> **About this task**
Check the entries below for lines with "Could"; report only how many there are.

Natural-language object grounding data
┌────────

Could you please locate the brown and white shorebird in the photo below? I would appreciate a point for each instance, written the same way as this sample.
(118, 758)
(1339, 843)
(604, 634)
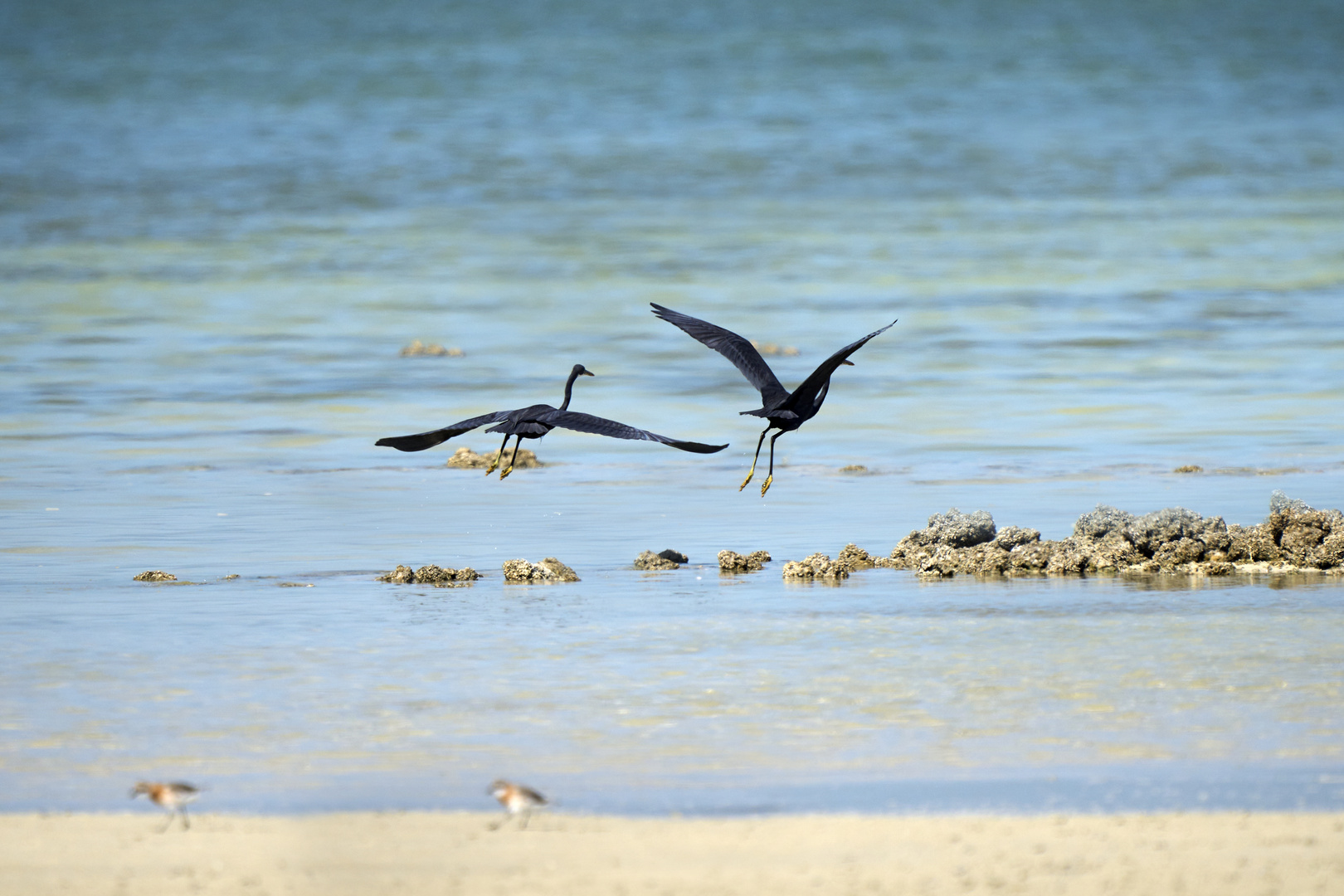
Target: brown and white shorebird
(516, 801)
(173, 796)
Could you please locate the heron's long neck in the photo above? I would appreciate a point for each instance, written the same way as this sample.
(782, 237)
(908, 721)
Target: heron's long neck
(569, 390)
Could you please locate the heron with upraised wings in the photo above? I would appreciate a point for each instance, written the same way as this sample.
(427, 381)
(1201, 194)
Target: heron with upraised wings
(784, 410)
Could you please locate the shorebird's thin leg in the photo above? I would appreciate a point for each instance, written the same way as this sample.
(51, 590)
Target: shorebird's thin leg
(513, 457)
(771, 477)
(752, 472)
(498, 457)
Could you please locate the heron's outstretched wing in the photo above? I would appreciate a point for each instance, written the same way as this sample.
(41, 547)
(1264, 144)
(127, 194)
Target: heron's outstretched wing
(602, 426)
(733, 347)
(421, 441)
(806, 392)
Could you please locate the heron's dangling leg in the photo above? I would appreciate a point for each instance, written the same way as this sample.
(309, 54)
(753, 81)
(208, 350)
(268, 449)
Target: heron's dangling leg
(498, 457)
(771, 477)
(513, 457)
(752, 472)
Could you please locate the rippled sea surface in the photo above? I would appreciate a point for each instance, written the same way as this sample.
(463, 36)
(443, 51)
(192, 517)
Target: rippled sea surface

└────────

> **Answer to the exercise**
7